**Assignment:**
What lines in the records below contain the string "forearm"? Copy every one.
**** Records shown
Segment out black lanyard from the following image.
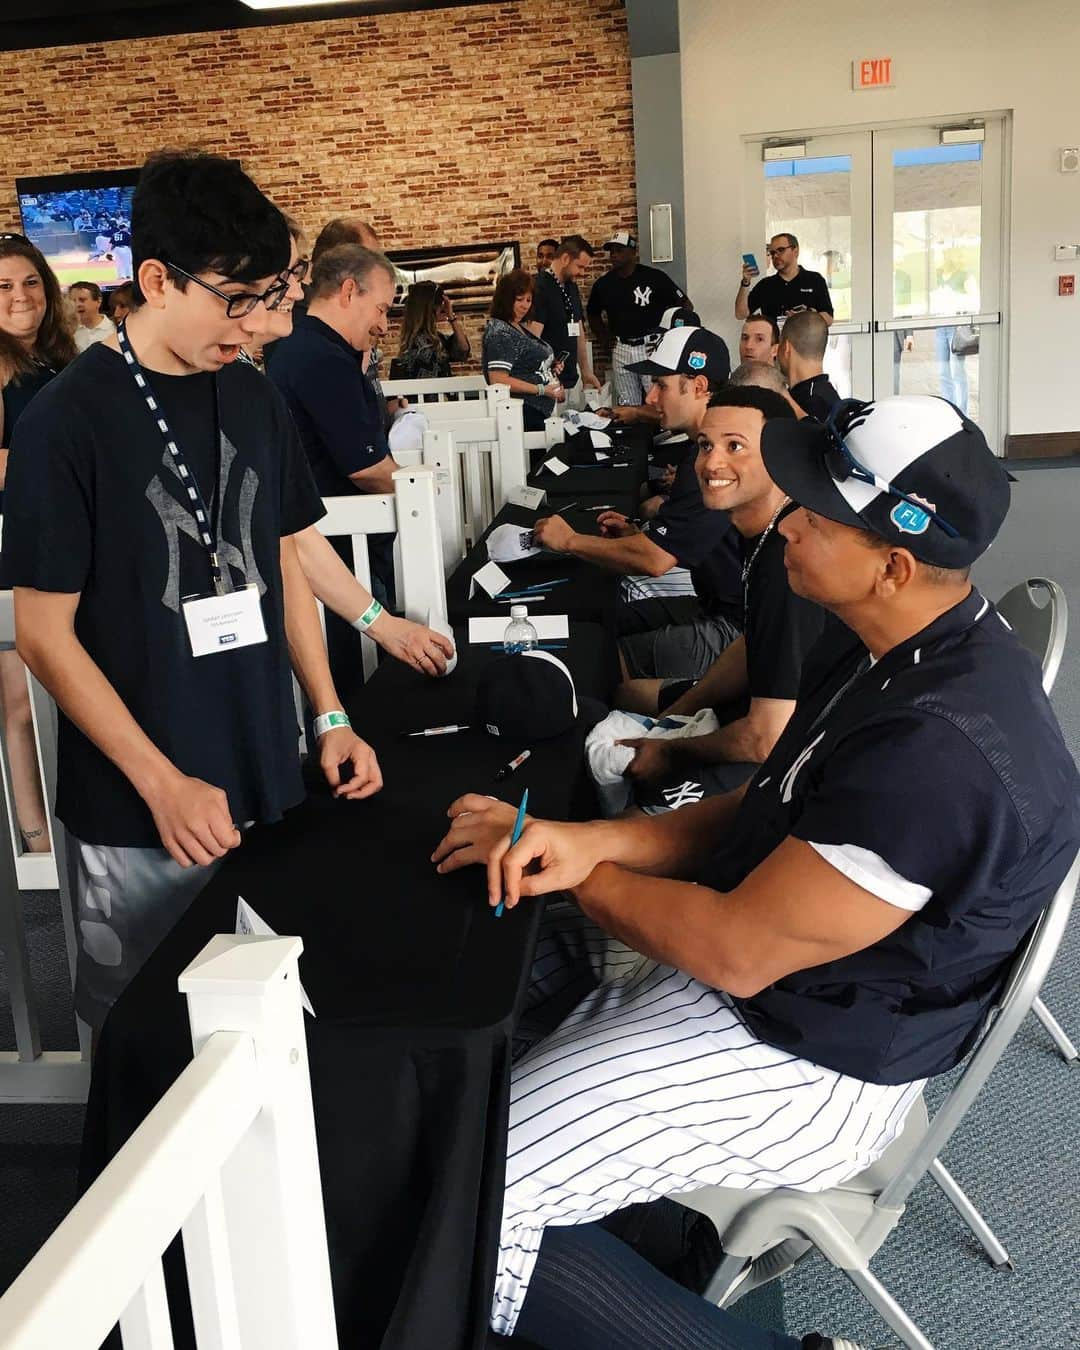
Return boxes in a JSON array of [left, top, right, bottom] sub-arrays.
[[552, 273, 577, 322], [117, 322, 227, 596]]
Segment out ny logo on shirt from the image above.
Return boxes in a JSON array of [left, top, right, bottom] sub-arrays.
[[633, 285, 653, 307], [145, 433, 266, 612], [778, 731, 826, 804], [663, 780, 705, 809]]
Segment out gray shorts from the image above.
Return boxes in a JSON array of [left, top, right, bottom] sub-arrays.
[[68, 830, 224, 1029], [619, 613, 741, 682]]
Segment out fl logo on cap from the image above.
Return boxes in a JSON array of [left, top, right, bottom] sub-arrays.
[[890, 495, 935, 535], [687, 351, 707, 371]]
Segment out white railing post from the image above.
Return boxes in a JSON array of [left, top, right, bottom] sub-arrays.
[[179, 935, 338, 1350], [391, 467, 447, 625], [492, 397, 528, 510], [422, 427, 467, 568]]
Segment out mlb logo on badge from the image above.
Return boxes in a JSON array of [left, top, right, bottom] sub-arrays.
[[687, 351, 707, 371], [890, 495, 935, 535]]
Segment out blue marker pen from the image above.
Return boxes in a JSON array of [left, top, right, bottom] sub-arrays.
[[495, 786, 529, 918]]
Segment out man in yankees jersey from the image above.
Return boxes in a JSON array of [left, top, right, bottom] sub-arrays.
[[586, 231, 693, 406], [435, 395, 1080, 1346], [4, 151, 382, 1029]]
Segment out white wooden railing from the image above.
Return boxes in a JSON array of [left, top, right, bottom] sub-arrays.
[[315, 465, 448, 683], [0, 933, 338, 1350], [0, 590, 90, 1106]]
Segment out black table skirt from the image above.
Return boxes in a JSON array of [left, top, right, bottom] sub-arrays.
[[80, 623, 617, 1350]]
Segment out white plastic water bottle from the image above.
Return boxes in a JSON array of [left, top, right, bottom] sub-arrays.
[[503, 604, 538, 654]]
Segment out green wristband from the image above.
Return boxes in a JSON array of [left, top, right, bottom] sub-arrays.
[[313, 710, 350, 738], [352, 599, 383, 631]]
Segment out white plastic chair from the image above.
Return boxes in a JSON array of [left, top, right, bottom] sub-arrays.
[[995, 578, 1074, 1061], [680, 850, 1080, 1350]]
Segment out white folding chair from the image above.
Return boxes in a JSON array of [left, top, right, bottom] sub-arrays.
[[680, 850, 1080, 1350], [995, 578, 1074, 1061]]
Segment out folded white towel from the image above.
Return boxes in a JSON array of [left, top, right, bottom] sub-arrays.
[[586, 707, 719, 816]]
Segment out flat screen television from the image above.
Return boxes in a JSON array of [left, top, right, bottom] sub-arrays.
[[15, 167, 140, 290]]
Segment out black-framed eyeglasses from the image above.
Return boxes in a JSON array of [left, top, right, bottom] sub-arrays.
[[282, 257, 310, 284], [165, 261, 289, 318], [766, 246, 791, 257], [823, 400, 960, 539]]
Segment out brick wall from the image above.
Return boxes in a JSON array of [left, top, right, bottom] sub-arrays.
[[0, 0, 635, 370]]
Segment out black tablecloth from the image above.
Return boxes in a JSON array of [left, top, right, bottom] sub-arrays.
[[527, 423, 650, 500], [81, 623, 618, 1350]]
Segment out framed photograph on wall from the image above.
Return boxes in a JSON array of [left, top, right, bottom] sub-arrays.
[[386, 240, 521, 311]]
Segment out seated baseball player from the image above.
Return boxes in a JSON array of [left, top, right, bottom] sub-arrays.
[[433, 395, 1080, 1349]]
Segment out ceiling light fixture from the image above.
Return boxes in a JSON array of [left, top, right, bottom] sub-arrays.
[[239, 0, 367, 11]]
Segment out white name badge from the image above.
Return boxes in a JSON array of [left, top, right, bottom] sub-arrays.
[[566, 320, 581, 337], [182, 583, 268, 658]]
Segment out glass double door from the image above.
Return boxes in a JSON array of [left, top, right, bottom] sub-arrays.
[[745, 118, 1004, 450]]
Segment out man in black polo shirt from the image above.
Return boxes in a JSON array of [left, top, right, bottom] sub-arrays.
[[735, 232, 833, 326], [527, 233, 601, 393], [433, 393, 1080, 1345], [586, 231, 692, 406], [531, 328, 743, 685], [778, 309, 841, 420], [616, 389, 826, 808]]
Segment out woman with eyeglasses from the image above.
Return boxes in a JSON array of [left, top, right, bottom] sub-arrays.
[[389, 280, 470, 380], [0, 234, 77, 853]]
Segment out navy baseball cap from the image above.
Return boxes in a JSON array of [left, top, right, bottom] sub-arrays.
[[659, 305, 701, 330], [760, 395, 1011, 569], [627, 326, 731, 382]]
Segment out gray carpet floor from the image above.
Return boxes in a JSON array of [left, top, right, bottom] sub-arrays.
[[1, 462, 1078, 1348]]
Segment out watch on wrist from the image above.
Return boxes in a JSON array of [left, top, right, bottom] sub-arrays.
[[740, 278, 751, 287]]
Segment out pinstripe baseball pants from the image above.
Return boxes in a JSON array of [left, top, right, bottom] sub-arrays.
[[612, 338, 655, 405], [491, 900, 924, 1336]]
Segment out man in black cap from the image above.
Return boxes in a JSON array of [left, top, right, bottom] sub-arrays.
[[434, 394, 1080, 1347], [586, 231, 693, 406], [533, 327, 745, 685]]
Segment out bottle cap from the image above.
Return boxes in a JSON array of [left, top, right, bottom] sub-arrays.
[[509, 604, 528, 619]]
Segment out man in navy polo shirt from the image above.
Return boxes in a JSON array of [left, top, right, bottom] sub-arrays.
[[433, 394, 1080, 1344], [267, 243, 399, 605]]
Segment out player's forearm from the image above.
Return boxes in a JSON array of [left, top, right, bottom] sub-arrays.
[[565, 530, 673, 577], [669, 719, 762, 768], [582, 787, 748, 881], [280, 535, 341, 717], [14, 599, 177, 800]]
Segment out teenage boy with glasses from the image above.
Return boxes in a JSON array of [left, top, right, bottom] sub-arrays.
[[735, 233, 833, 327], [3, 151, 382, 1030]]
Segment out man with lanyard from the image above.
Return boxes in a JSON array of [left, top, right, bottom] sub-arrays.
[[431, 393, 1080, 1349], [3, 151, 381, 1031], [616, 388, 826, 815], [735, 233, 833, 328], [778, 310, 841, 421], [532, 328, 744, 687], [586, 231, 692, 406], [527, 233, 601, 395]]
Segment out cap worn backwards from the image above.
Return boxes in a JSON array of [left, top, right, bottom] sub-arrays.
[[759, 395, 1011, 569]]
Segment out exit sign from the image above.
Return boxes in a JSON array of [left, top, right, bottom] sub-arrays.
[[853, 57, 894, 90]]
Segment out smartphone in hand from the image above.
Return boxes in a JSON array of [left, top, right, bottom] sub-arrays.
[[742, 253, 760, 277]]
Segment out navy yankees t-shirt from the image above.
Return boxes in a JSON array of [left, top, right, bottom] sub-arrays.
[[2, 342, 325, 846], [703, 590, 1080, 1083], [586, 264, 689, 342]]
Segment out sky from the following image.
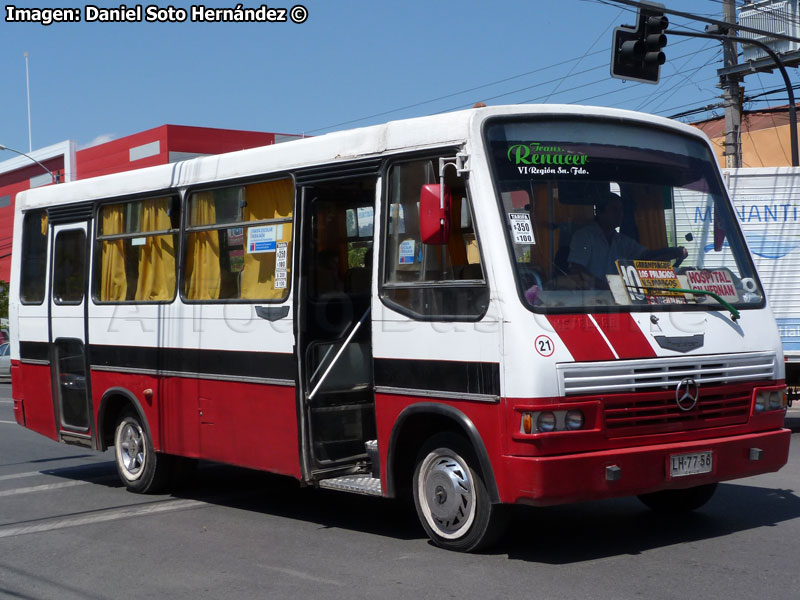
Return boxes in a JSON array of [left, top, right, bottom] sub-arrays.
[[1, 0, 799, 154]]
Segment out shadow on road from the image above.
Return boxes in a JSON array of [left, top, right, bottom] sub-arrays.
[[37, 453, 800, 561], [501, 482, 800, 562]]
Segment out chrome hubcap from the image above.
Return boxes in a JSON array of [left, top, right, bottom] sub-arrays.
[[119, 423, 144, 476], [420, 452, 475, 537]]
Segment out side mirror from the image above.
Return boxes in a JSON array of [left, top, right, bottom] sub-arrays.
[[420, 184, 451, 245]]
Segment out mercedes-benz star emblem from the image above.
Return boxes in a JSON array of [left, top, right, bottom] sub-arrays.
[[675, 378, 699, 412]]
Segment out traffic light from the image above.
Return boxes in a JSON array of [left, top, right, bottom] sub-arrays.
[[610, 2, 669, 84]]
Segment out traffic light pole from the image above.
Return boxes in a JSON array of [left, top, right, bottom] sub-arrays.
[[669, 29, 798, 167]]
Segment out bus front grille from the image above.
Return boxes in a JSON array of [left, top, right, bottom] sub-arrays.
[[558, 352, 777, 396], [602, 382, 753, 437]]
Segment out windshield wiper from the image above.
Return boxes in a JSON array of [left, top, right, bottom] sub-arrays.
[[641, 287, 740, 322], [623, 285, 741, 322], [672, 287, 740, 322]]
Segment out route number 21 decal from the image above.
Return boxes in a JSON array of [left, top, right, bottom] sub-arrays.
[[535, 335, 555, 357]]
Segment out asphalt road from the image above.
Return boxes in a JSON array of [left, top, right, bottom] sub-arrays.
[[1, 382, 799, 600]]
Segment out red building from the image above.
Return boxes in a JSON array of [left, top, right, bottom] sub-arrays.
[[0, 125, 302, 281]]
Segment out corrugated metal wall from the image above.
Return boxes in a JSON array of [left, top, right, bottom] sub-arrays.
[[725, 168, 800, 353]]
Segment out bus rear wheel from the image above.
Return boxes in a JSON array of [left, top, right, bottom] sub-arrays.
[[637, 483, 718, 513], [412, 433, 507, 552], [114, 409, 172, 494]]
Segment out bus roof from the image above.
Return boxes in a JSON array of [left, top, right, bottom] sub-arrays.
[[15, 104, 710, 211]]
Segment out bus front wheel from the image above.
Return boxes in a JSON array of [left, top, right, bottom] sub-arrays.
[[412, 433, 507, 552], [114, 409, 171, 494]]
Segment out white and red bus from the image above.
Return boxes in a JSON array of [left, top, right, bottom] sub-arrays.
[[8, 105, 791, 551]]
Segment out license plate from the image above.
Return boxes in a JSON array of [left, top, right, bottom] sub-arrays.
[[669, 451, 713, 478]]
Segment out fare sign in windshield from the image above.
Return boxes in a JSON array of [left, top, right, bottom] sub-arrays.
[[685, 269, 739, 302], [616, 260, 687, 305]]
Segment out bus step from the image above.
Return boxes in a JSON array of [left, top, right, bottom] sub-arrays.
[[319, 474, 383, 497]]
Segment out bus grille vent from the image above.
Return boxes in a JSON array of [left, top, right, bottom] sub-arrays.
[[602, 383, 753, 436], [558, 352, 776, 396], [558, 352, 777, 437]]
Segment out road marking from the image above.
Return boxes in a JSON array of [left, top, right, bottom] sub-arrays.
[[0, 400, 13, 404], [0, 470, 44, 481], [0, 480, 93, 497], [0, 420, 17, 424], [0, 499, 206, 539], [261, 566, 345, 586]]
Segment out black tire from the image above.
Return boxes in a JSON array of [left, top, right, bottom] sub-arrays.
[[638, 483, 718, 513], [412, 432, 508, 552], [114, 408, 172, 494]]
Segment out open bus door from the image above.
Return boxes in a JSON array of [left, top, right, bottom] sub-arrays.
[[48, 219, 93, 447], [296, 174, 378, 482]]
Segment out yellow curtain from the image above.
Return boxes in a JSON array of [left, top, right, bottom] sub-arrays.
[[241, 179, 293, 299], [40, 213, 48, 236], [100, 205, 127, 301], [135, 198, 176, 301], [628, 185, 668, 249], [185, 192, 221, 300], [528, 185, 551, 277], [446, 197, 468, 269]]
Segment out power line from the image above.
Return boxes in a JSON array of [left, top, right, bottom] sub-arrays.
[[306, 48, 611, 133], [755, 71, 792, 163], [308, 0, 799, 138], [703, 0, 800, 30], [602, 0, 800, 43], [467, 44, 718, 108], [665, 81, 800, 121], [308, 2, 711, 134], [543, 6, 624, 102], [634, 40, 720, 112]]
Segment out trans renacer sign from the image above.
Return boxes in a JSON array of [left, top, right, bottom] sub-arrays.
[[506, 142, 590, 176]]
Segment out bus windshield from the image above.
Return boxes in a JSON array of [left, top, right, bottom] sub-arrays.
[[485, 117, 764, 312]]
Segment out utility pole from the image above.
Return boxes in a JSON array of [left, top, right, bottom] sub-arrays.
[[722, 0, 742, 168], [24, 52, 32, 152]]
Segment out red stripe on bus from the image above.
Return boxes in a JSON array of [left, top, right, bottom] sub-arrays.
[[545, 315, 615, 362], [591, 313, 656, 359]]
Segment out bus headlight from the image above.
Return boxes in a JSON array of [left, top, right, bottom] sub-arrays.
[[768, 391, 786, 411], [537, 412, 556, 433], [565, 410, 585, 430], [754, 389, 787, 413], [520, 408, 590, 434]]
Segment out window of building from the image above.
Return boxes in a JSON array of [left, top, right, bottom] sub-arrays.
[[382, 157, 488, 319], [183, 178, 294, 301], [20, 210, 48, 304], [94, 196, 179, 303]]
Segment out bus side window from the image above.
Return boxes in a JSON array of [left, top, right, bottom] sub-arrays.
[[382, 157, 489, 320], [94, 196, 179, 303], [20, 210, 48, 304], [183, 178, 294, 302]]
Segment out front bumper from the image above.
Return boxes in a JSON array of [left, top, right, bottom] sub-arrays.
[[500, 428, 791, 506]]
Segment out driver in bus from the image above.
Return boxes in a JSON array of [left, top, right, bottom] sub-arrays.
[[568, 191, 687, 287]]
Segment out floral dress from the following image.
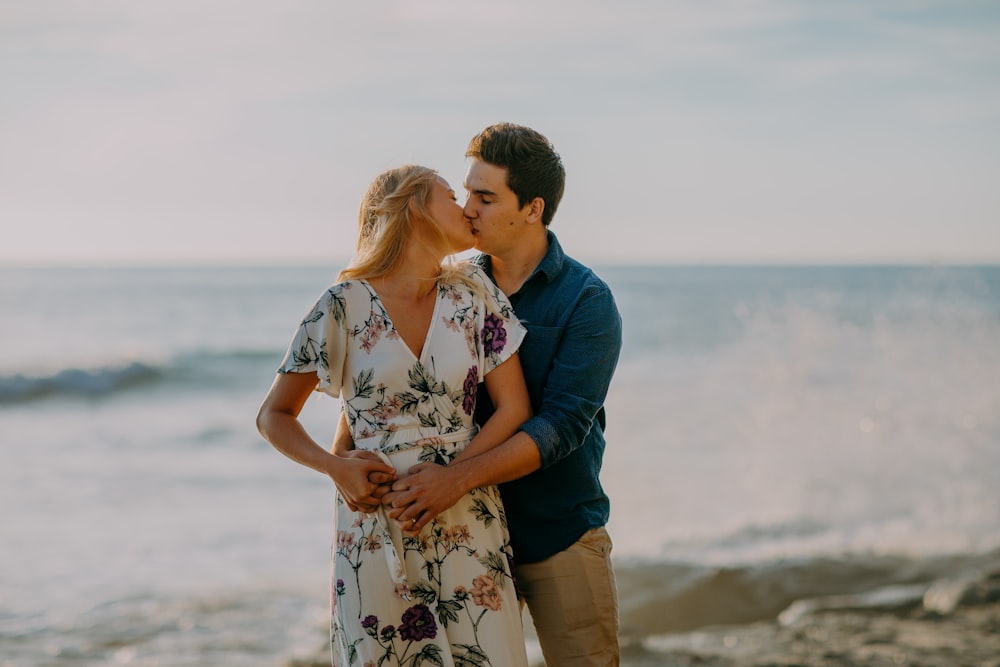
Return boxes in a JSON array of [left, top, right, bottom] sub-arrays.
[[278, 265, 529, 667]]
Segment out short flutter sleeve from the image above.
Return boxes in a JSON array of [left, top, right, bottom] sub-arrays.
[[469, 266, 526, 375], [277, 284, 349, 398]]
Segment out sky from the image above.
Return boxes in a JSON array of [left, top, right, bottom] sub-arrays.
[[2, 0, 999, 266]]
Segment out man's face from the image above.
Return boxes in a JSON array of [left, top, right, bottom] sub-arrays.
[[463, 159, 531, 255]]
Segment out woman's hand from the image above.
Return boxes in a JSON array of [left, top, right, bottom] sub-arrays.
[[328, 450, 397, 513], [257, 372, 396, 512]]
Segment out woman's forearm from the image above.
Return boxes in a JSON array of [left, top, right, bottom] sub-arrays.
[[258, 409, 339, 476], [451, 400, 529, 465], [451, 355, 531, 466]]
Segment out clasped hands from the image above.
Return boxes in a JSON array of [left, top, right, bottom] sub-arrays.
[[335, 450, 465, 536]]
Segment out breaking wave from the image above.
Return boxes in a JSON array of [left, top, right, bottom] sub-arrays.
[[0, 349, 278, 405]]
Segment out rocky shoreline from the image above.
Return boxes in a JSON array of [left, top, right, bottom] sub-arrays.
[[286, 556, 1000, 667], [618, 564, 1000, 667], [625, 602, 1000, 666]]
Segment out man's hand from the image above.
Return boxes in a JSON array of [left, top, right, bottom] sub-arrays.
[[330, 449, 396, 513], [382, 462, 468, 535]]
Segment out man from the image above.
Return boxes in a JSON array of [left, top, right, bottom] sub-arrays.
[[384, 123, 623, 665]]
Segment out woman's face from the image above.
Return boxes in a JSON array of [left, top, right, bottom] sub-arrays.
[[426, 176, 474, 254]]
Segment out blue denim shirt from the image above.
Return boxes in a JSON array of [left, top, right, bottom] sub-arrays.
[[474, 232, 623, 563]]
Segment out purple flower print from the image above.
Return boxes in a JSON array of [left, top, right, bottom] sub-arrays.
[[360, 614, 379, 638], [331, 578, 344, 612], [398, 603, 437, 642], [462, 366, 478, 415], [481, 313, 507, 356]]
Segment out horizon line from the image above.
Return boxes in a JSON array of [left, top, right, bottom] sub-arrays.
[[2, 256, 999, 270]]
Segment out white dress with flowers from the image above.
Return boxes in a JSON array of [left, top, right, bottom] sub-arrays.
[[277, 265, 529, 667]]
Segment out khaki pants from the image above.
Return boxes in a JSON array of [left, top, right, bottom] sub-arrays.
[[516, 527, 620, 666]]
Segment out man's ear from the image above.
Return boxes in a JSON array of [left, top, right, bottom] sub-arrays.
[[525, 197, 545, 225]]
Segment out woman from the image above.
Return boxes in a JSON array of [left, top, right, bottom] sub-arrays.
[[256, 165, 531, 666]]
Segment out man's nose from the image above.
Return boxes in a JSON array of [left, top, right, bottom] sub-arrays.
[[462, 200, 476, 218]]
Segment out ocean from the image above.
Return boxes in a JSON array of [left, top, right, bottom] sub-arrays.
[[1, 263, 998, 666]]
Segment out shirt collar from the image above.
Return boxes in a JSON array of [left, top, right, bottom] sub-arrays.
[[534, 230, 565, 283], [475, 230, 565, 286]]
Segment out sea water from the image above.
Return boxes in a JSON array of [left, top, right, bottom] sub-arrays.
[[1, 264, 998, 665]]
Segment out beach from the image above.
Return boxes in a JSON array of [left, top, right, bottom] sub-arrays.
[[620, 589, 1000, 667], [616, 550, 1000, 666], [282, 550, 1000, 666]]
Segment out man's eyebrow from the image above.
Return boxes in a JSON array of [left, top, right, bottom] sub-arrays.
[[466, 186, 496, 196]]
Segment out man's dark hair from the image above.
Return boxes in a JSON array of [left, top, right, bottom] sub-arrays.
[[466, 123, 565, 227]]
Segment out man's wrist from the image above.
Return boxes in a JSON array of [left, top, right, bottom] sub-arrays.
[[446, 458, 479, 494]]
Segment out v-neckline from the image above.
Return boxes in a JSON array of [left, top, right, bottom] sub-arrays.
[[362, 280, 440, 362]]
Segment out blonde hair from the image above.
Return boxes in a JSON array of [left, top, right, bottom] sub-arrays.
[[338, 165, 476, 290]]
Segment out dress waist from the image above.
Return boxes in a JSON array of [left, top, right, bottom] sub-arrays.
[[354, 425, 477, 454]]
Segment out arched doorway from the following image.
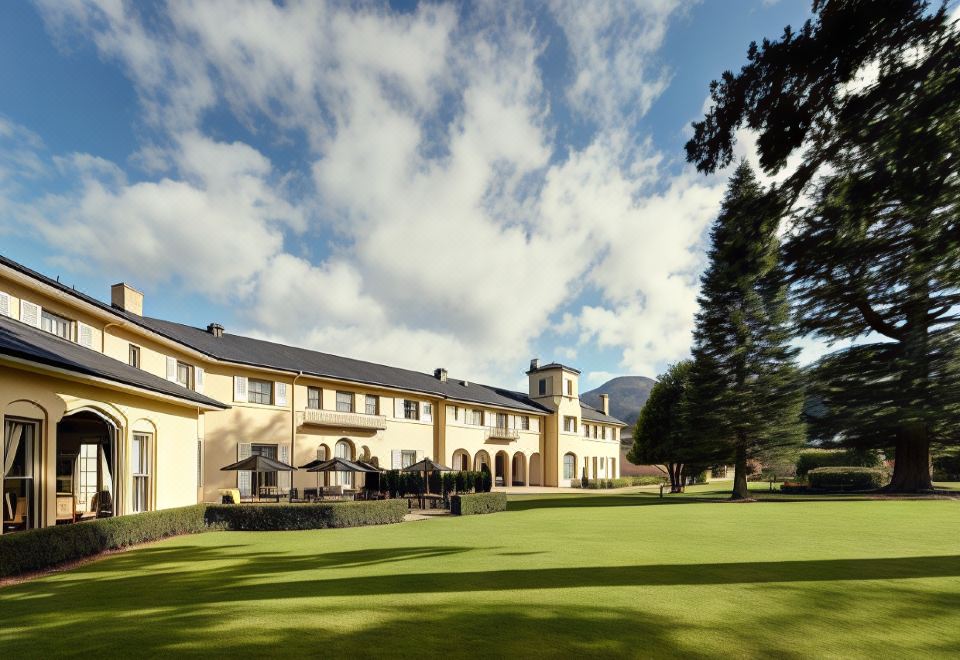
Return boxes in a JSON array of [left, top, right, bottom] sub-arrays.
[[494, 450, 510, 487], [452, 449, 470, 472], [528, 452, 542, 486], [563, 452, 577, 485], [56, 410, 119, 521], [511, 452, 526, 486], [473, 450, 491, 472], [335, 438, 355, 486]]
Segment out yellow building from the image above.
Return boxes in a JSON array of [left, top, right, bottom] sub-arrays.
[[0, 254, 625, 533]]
********
**Answer for this exercise:**
Segment out player's forearm from the image above.
Segment out woman's forearm from the image above.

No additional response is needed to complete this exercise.